BEGIN DATA SHOWN
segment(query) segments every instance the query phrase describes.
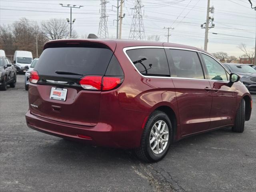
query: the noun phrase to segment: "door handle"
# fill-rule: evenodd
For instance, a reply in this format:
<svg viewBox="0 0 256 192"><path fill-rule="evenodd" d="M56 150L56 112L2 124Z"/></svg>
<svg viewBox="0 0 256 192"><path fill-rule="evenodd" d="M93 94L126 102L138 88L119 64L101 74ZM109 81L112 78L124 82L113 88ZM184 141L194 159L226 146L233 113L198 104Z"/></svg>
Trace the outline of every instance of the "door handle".
<svg viewBox="0 0 256 192"><path fill-rule="evenodd" d="M209 91L212 91L212 88L209 88L208 87L206 87L204 88L204 90L205 90L206 92L209 92Z"/></svg>
<svg viewBox="0 0 256 192"><path fill-rule="evenodd" d="M217 93L218 92L219 92L219 90L220 90L218 89L212 89L212 91L214 91L216 93Z"/></svg>
<svg viewBox="0 0 256 192"><path fill-rule="evenodd" d="M206 87L204 88L204 90L205 90L207 92L214 92L215 93L217 93L219 92L220 90L218 89L213 89L212 88L209 88L209 87Z"/></svg>

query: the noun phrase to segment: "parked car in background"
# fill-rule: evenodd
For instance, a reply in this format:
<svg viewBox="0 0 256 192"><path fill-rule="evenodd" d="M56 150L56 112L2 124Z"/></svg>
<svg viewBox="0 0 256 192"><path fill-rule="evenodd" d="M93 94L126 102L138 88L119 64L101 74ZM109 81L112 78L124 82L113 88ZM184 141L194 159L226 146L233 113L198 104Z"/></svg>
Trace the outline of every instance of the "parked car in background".
<svg viewBox="0 0 256 192"><path fill-rule="evenodd" d="M225 63L225 66L232 73L240 75L240 81L251 93L256 93L256 70L251 65Z"/></svg>
<svg viewBox="0 0 256 192"><path fill-rule="evenodd" d="M32 63L31 63L31 64L30 65L30 67L28 68L28 69L27 71L26 71L25 74L25 89L26 91L28 90L28 83L29 80L29 77L30 75L31 71L33 70L34 68L35 67L36 63L37 63L38 61L38 58L36 58L33 60Z"/></svg>
<svg viewBox="0 0 256 192"><path fill-rule="evenodd" d="M17 74L16 69L10 60L6 57L0 56L0 89L7 89L7 85L15 87Z"/></svg>
<svg viewBox="0 0 256 192"><path fill-rule="evenodd" d="M4 50L2 50L2 49L0 49L0 56L6 57L5 55L5 52Z"/></svg>
<svg viewBox="0 0 256 192"><path fill-rule="evenodd" d="M252 98L208 52L121 40L49 42L30 72L28 126L157 161L172 142L225 127L242 132Z"/></svg>
<svg viewBox="0 0 256 192"><path fill-rule="evenodd" d="M16 66L18 73L24 74L30 66L33 56L32 53L26 51L15 51L13 62Z"/></svg>

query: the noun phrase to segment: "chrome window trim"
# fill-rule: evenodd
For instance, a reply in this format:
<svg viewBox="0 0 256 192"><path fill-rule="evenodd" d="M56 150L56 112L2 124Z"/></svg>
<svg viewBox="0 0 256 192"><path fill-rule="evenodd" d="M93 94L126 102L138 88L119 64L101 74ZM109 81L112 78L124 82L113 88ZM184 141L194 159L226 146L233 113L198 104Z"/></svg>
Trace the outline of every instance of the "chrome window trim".
<svg viewBox="0 0 256 192"><path fill-rule="evenodd" d="M196 50L194 49L188 49L186 48L181 48L180 47L168 47L166 46L135 46L132 47L125 47L123 49L123 52L124 54L126 55L128 60L129 60L130 62L132 64L133 67L134 68L135 70L137 71L137 72L143 77L145 77L146 78L164 78L164 79L188 79L190 80L201 80L202 81L219 81L221 82L229 82L229 81L223 81L222 80L214 80L212 79L196 79L194 78L186 78L184 77L165 77L165 76L145 76L142 74L139 71L139 70L137 69L134 63L132 62L132 61L130 59L130 57L126 53L126 51L128 50L131 50L132 49L143 49L143 48L159 48L159 49L178 49L180 50L184 50L185 51L194 51L194 52L200 52L204 54L205 54L206 55L210 57L211 58L212 58L215 60L216 60L219 64L220 64L222 67L224 68L224 69L228 72L228 73L230 74L230 72L228 71L227 69L226 68L225 66L223 66L220 62L219 62L215 58L213 57L210 55L205 53L202 51L200 51L199 50ZM166 58L167 59L167 58Z"/></svg>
END DATA SHOWN
Reproduce the listing above verbatim, line for line, omitting the pictures.

TASK ANSWER:
segment(query) segments every instance the query phrase describes.
query: the noun phrase to segment: "door handle"
# fill-rule: evenodd
For instance, a reply in this format:
<svg viewBox="0 0 256 192"><path fill-rule="evenodd" d="M56 150L56 112L2 124Z"/></svg>
<svg viewBox="0 0 256 192"><path fill-rule="evenodd" d="M93 94L126 102L138 88L119 64L101 74ZM109 81L112 78L124 82L113 88ZM184 141L194 159L226 146L233 113L198 104Z"/></svg>
Trace the outline of every instance of the "door handle".
<svg viewBox="0 0 256 192"><path fill-rule="evenodd" d="M209 91L212 91L212 88L209 88L208 87L206 87L204 88L204 90L205 90L206 92L209 92Z"/></svg>
<svg viewBox="0 0 256 192"><path fill-rule="evenodd" d="M217 93L218 92L219 92L219 90L220 90L218 89L212 89L212 91L214 91L216 93Z"/></svg>
<svg viewBox="0 0 256 192"><path fill-rule="evenodd" d="M206 87L204 88L204 90L205 90L207 92L214 92L215 93L217 93L219 92L220 90L218 89L213 89L212 88L209 88L209 87Z"/></svg>

query: the noun phrase to segment: "parked car in background"
# fill-rule: evenodd
For instance, a reply in this format:
<svg viewBox="0 0 256 192"><path fill-rule="evenodd" d="M56 150L56 112L2 124Z"/></svg>
<svg viewBox="0 0 256 192"><path fill-rule="evenodd" d="M93 94L126 102L138 88L119 64L101 74ZM109 81L112 78L124 82L113 88ZM184 141L194 159L226 146L233 113L198 104Z"/></svg>
Trace the outline of every instance of the "parked car in background".
<svg viewBox="0 0 256 192"><path fill-rule="evenodd" d="M225 63L225 66L232 73L240 75L240 81L251 93L256 93L256 70L251 65Z"/></svg>
<svg viewBox="0 0 256 192"><path fill-rule="evenodd" d="M32 63L31 63L31 64L30 65L30 67L28 68L28 69L27 71L26 71L25 74L25 89L26 91L28 90L28 83L29 80L29 77L30 75L31 71L33 70L34 68L35 67L36 63L37 63L38 61L38 58L36 58L33 60Z"/></svg>
<svg viewBox="0 0 256 192"><path fill-rule="evenodd" d="M17 74L16 69L10 60L6 57L0 56L0 89L7 89L7 85L15 87Z"/></svg>
<svg viewBox="0 0 256 192"><path fill-rule="evenodd" d="M4 50L2 50L2 49L0 49L0 56L6 57L5 55L5 52Z"/></svg>
<svg viewBox="0 0 256 192"><path fill-rule="evenodd" d="M252 98L208 52L121 40L49 42L30 72L28 126L157 161L172 142L225 127L242 132Z"/></svg>
<svg viewBox="0 0 256 192"><path fill-rule="evenodd" d="M16 66L18 73L24 74L30 66L33 56L32 53L26 51L15 51L13 62Z"/></svg>

query: the noun phrase to segment: "chrome window trim"
# fill-rule: evenodd
For instance, a reply in this format:
<svg viewBox="0 0 256 192"><path fill-rule="evenodd" d="M56 150L56 112L2 124Z"/></svg>
<svg viewBox="0 0 256 192"><path fill-rule="evenodd" d="M93 94L126 102L138 88L119 64L101 74ZM109 81L112 78L124 82L113 88ZM184 141L194 159L226 146L233 113L198 104Z"/></svg>
Trace the outline of every instance of the "chrome window trim".
<svg viewBox="0 0 256 192"><path fill-rule="evenodd" d="M196 50L194 49L188 49L186 48L181 48L180 47L168 47L166 46L135 46L132 47L125 47L123 49L123 52L124 54L126 55L128 60L129 60L130 62L132 64L133 67L134 68L135 70L137 71L137 72L143 77L145 77L146 78L164 78L164 79L188 79L190 80L201 80L202 81L219 81L221 82L229 82L229 81L223 81L222 80L214 80L212 79L196 79L194 78L186 78L184 77L165 77L165 76L145 76L142 74L139 71L139 70L137 69L134 63L132 62L132 61L130 59L130 57L126 53L126 51L128 50L131 50L132 49L143 49L143 48L159 48L159 49L178 49L180 50L184 50L185 51L194 51L194 52L200 52L204 54L205 54L206 55L210 57L211 58L212 58L215 60L216 60L219 64L220 64L222 67L224 68L224 69L228 72L228 73L230 74L230 72L228 71L227 69L226 68L225 66L223 66L220 62L219 62L215 58L213 57L210 55L205 53L202 51L200 51L199 50ZM166 58L167 59L167 58Z"/></svg>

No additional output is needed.